### Text passage:
>> Start

I left the house today with the intention of
paying my car payment, and then spending the rest of my day in a
coffee shop, writing out my next blog post. Unfortunately, between
having to run an errand for someone else, and then getting sidetracked by
things I remembered I had wanted to do, I lost that option. I depleted all the time there
was today to be in a coffee shop, and by the time I got around
to sitting down to blog, the only place left to sit was McDonald's.
I sat down with my water and fries (I
feel as though I should buy something when I go into a place to use
its wi-fi), and proceeded to get completely sidetracked again. I
have been working on some projects that require research, and I had
made the mistake of leaving the research open after my last computer
use. I am no good at all at resisting such things, and so there I
sat, watching YouTube videos and pinning things on Pinterest, like
your typical 2010s white girl.
Shortly after I finally had the
discipline to start writing (surely you see, now, why I feared that
writing more than once a week would be too much), the quiet
restaurant suddenly became filled with noise, as a father and his
four children piled into the building. I cocked my head in
confusion- what on earth would anyone be doing taking their kids to
McDonald's at 10:30 pm?

>> End

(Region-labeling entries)
>> Start

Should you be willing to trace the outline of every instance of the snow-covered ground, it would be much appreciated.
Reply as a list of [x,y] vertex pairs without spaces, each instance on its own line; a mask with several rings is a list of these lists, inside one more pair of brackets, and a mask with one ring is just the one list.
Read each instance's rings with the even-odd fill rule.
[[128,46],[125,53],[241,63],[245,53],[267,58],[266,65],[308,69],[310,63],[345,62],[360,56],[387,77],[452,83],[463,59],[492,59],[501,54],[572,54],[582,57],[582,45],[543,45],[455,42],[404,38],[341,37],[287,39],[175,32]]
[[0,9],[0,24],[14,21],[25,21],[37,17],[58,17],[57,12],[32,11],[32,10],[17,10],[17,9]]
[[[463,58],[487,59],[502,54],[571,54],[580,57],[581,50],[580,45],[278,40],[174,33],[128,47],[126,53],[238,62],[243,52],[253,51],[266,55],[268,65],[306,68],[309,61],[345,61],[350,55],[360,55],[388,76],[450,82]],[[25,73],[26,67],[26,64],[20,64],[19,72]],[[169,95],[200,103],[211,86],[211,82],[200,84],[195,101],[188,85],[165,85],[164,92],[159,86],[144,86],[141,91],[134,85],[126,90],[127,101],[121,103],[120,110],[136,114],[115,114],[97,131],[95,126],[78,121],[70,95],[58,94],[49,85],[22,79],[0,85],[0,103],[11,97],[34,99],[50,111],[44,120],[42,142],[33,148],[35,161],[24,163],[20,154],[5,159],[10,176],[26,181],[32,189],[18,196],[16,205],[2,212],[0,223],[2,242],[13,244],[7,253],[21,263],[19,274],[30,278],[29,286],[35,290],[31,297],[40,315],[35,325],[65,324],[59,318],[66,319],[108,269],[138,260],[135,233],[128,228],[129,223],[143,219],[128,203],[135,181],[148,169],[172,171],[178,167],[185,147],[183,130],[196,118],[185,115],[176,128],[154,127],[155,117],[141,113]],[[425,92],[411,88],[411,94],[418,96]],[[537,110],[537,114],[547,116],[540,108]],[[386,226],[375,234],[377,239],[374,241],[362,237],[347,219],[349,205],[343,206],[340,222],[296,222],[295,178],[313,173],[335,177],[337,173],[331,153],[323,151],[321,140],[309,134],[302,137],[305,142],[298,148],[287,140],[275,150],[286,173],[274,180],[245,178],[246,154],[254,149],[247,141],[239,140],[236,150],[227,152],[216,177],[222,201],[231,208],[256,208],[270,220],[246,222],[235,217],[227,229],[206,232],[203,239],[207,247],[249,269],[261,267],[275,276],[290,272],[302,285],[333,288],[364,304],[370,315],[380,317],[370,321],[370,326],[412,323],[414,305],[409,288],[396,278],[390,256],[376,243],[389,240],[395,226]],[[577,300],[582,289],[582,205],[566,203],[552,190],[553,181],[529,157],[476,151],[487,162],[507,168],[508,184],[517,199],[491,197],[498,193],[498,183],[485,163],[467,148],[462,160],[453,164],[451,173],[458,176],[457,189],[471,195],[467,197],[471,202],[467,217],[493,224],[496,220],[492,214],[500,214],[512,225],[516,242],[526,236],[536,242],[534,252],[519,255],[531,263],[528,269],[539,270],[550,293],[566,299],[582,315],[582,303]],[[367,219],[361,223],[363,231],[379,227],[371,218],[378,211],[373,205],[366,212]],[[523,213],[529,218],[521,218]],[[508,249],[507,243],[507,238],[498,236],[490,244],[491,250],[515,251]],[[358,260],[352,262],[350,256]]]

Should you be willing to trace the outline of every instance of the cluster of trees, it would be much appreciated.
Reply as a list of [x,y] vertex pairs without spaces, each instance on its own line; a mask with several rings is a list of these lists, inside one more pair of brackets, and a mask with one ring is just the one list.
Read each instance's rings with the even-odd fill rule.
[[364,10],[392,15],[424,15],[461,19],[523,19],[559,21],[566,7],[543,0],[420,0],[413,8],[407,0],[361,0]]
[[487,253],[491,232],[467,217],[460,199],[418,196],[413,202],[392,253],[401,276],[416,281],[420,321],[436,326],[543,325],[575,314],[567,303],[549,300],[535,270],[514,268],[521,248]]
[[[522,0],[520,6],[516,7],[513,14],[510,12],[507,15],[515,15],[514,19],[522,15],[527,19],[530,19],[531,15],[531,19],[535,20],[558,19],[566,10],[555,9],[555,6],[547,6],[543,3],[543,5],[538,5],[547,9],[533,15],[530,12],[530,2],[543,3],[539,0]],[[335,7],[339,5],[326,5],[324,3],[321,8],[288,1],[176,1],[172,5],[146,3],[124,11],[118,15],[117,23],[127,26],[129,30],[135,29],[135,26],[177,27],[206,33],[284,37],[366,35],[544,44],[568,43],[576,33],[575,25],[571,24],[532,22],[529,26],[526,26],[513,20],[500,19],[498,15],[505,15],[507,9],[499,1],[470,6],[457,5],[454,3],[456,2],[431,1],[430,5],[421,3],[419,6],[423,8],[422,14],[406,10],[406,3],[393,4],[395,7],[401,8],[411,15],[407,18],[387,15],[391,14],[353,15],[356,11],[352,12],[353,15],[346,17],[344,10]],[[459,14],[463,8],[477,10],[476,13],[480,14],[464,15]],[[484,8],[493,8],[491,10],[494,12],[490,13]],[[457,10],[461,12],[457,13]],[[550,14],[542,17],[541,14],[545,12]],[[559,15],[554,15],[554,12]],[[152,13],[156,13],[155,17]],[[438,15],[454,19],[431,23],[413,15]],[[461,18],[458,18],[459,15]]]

>> End
>> Start

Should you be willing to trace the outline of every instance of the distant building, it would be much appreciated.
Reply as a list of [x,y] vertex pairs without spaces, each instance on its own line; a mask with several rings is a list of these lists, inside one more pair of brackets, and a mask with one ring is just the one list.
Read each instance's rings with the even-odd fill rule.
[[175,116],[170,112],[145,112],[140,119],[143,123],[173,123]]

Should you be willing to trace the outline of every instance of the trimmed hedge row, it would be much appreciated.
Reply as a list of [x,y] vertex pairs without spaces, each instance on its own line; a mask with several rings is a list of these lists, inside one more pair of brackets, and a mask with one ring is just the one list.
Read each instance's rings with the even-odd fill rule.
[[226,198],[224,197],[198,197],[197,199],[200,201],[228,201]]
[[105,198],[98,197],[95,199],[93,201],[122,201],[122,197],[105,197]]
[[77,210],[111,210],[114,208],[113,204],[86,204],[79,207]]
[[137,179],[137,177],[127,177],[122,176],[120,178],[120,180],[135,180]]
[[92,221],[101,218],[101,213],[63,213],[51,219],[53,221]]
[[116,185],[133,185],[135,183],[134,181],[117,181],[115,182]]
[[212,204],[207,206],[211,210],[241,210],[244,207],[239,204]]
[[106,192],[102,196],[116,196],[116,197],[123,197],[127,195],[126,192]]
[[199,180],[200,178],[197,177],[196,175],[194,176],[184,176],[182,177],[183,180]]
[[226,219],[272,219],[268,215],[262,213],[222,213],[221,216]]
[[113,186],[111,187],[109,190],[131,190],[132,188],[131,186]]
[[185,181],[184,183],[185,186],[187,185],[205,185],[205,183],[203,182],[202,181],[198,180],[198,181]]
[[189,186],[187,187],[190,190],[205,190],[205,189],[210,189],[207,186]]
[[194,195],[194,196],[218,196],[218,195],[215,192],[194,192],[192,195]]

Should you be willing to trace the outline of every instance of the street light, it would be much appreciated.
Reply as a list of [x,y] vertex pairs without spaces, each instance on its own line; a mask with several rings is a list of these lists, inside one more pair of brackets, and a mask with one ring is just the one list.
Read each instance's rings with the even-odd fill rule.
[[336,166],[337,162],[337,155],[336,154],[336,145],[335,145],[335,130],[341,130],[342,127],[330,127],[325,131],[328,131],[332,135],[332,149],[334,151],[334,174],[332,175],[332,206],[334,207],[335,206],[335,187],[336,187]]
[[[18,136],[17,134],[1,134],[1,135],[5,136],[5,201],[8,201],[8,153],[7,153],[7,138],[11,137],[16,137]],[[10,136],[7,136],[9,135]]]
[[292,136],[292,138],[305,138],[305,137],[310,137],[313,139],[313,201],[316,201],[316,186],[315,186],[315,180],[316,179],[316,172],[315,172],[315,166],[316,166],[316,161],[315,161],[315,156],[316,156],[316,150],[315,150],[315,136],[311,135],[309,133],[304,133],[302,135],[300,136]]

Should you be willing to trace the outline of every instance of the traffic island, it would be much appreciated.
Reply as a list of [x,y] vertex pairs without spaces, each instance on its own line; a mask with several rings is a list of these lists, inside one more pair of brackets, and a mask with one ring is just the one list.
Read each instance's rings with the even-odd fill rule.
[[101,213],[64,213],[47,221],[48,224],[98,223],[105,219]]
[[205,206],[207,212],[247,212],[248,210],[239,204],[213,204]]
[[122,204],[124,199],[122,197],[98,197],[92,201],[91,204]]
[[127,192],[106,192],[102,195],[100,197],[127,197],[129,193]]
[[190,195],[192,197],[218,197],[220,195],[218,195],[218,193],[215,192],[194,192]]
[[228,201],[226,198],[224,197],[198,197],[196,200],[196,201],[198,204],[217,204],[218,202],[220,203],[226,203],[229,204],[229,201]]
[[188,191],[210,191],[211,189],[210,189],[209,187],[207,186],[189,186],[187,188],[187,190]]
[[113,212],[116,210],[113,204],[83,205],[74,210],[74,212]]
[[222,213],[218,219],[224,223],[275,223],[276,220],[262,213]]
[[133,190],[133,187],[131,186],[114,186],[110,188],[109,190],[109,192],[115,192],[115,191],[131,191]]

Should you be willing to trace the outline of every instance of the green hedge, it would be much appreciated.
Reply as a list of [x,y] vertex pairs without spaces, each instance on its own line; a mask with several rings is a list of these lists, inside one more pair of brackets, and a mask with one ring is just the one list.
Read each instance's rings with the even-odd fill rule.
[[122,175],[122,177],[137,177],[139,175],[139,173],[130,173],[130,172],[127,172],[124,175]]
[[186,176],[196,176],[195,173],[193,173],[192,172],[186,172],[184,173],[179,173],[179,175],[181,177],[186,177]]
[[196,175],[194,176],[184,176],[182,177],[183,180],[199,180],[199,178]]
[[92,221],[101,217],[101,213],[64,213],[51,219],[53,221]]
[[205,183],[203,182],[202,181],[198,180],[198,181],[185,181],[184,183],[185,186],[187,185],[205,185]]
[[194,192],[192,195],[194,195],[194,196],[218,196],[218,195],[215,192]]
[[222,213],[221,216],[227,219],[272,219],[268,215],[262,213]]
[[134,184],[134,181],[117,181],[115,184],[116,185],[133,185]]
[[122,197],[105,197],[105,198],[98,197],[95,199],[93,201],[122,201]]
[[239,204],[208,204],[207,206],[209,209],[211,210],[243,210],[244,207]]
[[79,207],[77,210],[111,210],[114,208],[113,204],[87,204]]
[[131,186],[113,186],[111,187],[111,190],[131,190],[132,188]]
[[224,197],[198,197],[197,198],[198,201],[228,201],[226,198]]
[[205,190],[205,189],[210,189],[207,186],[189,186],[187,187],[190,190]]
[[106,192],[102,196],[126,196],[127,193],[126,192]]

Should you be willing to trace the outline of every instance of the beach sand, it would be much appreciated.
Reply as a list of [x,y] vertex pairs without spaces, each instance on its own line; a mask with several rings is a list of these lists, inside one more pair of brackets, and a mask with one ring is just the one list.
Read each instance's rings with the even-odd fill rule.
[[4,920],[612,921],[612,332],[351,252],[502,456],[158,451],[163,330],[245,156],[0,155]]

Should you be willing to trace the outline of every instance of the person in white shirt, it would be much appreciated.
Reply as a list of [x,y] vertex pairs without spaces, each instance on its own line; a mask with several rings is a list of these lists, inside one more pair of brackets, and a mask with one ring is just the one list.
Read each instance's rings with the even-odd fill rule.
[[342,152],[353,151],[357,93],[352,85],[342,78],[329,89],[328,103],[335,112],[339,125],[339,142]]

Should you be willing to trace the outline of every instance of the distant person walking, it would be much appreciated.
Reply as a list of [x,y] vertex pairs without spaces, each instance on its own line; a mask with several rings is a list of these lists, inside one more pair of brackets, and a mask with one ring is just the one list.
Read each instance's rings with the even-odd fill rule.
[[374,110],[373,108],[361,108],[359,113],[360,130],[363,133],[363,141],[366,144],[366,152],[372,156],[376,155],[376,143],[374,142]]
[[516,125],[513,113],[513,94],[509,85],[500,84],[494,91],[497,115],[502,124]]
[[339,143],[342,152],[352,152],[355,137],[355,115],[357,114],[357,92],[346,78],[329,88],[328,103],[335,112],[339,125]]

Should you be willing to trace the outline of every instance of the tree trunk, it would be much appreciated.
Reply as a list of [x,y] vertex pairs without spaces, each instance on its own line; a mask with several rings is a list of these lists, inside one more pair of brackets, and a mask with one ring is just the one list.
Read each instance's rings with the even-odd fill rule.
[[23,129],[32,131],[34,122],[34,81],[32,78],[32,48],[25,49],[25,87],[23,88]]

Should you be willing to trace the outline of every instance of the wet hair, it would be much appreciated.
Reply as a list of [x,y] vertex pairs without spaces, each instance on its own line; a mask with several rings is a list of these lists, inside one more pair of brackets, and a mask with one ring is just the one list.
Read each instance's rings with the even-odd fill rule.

>> End
>> Start

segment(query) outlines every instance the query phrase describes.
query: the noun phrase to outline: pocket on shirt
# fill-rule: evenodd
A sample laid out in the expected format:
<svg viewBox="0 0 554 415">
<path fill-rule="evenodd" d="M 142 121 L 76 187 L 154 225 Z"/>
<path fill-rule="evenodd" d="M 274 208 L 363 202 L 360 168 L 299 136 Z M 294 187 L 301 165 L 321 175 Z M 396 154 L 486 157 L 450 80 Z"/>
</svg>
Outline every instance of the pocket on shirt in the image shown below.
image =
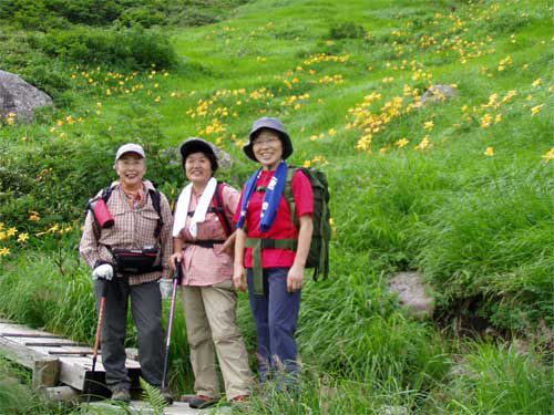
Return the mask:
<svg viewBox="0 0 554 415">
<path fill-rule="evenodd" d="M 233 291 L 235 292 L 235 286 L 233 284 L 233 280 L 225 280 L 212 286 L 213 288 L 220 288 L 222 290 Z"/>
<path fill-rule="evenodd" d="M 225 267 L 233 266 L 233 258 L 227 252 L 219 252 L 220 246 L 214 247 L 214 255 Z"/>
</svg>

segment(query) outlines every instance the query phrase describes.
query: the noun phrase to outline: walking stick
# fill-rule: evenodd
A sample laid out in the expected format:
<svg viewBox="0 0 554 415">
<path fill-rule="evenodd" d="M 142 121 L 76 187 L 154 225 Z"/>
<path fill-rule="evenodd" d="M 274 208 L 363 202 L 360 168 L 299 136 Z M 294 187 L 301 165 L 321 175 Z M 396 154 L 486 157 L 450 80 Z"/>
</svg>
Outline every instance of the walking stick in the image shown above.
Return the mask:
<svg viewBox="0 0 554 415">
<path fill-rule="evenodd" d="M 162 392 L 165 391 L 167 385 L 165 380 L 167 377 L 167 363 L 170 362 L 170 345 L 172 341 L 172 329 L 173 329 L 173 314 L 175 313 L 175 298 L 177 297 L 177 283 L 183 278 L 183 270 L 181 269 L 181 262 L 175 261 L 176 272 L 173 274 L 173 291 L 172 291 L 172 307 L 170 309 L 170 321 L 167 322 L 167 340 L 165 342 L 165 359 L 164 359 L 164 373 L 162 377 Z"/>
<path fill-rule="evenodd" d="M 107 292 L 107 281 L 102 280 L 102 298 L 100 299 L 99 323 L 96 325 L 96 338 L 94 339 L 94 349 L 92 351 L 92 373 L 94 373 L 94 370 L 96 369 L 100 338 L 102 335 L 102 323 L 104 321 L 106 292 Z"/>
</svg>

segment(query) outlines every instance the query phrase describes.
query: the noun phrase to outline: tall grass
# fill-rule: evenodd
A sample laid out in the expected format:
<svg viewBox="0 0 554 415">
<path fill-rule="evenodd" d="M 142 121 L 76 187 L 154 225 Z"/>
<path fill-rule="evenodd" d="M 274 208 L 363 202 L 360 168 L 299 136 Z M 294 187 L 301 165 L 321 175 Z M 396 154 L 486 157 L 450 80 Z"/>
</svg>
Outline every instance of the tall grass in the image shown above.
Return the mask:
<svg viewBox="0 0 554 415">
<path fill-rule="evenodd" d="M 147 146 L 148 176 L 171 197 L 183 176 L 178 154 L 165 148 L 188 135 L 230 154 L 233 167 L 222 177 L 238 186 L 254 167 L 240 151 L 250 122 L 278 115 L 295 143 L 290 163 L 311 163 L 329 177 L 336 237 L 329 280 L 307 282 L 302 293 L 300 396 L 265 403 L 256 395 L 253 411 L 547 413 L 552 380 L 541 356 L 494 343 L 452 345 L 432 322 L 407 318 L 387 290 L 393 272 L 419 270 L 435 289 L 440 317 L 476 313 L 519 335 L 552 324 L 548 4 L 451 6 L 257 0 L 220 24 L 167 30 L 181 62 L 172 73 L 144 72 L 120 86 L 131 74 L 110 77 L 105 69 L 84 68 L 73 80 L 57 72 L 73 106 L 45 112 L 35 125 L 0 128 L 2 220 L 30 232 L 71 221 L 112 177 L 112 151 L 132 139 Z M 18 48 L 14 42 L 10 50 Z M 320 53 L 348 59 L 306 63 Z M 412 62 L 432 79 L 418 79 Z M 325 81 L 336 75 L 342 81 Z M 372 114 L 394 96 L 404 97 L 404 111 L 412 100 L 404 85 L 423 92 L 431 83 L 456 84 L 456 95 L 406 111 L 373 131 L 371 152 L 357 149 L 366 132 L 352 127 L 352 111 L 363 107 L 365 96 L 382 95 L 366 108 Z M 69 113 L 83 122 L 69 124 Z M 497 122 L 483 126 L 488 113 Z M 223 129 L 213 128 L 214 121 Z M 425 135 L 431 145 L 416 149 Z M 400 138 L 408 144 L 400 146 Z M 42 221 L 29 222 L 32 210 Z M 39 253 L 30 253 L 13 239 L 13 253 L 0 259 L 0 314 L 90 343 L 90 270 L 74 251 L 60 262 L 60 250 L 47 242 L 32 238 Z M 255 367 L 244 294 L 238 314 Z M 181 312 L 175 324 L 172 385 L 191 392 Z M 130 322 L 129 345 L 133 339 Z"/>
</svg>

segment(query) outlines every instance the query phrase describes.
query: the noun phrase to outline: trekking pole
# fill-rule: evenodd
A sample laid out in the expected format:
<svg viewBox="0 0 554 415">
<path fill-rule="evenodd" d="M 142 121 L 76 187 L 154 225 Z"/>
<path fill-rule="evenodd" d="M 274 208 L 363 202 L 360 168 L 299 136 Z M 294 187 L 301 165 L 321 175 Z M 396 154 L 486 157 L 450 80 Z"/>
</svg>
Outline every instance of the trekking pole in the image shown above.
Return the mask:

>> End

### Written instruction:
Can you carry the blog post about writing at McDonald's further, picking up after its final sentence? The items are separate material, unrelated to the blog post.

### The output:
I rolled the thoughts around, and came to a conclusion. I decided that
either of two things was likely the case: 1) the kids wear the pants
in that house, and they fussed and cried until the father gave in; or
2) the father is a very busy man, but still devoted to his kids, and
if night time was the only time he could take them out for fun, then
by George it would be done!
I decided to give the man the benefit
of the doubt, and commend him on his efforts to give his children a
childhood worth remembering. Sometimes it's the parents who work the
hardest who get the most grief from the public eye, and I wanted to
be a positive relief from that.
When I decided that I was ready to
leave, I packed up my laptop and headed over to the family. I
complimented the father on how much time and effort he's giving his
kids, and told him that I didn't want to leave without letting him
know how I felt.
The response I got was nothing short of
alarming. (I may not remember with precision, but I'll attempt to be
as accurate as possible.)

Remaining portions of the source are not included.